→ **Text passage**:
The processor 50 executes the computer readable instructions from the code memory 60 to execute a triaging function which may be referred to herein as an examination card function 63. The examination card function accesses the memory 54 to receive the run data as described further herein. Examination cards which are generated by the examination card function 63 are supplied to a memory 56. It will be appreciated that the memory 56 and the memory 54 could be provided by common computer memory or by different computer memories. The introspective oracle 253 further comprises a graphical user interface (GUI) 300 which is connected to the processor 50. The processor 50 may access examination cards which are stored in the memory 56 to render them on the graphical user interface 300 for the purpose further described herein. A visual rendering function 66 may be used to control the graphical user interface 300 to present the examination cards and associated information to a user.
FIG. 4 shows part of an exemplary output report of the examination card function. FIG. 4 illustrates four examination cards 401 a, 401 b, 401 c and 401 d, each examination card 401 comprising a plurality of tiles 403, wherein each tile 403 provides a visual indication of a metric indicator for a respective different run. A run may be carried out in a simulated scenario or a real-world driving scenario, and each run may have an associated trace data set on which the examination card function analysis is performed. Each trace data set may include metadata, such as a run ID, that identifies which trace data set corresponds with which run. Each examination card 401 generates a visual representation which displays to a user an analysis of a set of runs. Each card represents a common metric of the runs. As a result, the number of metrics under which the runs are analysed is the same as the number of cards that are shown.
Each run is associated with the same tile position in every examination card 401. In the example of FIG. 4 , a set of 80 runs are shown. In a particular card 401, each tile comprises an indicator selected from a group of indicators. A run may be analysed with respect to a particular examination metric to determine a metric value of the run. The particular tile associated with that run may then be assigned an indicator selected from the group of indicators based on the metric value. In some embodiments, the group of indicators may represent a qualitative metric, each indicator representing a category of the metric. In other embodiments, the group of indicators may represent a quantitative metric. Each indicator in the group may represent a quantisation level with respect to quantitative values of the examination metric associated with that particular card 401. In this case, each quantisation level may be associated with a threshold value of the metric. Each indicator has a qualitative or quantitative representation which is stored in association with that run for that card.
Each run may be subject to analysis under multiple metrics. For each metric analysed, a corresponding indicator may be generated, and the indicator represented in a tile of an examination card 401. The quantity of cards 401 therefore corresponds to the number of metrics under which each run is analysed. Tile positions within an examination card 401 will be referred to herein using coordinates such as T(a,b), where “a” is the tile row starting from the top of the card, and “b” is the tile column starting from the left. For example, coordinate T(1,20) would refer to the tile in the top right position in a card.
In an examination card 401, a tile may include a representation of the indicator assigned to that tile for the metric of that card 401; the representation may be a visual representation such as a colour. In a particular card 401, tiles which have been assigned the same indicator will therefore include the same representation of that indicator. If each indicator in the group of indicators for the metric of the card 401 is associated with a different visual representation, such as a colour, then tiles associated with a particular indicator will be visually distinguishable from the tiles which are not associated with that particular indicator.

→ **Stated problem A**:
Using the examination card text, answer each of these questions:
(i) To which memory are the examination cards generated by the examination card function supplied?
(ii) How many runs are shown in the example of FIG. 4?
(iii) In the coordinate T(a,b), what does "b" refer to?
→ **Stated problem B**:
Decide whether each statement agrees with the examination card text, and give the words from the text that settle it:
(i) The memory 56 and the memory 54 must be separate computer memories.
(ii) Each run is associated with the same tile position in every examination card.
(iii) A run can be carried out only in a simulated scenario.

→ **Labeling and segmentation lines**:
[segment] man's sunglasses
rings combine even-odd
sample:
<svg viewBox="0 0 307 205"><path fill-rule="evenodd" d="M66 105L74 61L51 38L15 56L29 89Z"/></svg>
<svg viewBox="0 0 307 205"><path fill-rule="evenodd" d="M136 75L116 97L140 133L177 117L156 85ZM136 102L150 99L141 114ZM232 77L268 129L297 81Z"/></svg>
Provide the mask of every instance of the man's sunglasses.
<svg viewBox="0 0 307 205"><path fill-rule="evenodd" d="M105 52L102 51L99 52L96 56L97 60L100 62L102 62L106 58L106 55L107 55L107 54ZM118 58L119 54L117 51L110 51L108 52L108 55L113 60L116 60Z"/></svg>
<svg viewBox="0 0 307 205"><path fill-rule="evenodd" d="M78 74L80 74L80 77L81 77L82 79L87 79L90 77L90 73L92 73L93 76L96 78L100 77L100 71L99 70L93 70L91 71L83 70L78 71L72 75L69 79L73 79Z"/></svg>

→ **Exercise response A**:
(i) The memory 56.
(ii) 80 runs.
(iii) The tile column, starting from the left.

→ **Exercise response B**:
(i) No: "It will be appreciated that the memory 56 and the memory 54 could be provided by common computer memory or by different computer memories."
(ii) Yes: "Each run is associated with the same tile position in every examination card 401."
(iii) No: "A run may be carried out in a simulated scenario or a real-world driving scenario"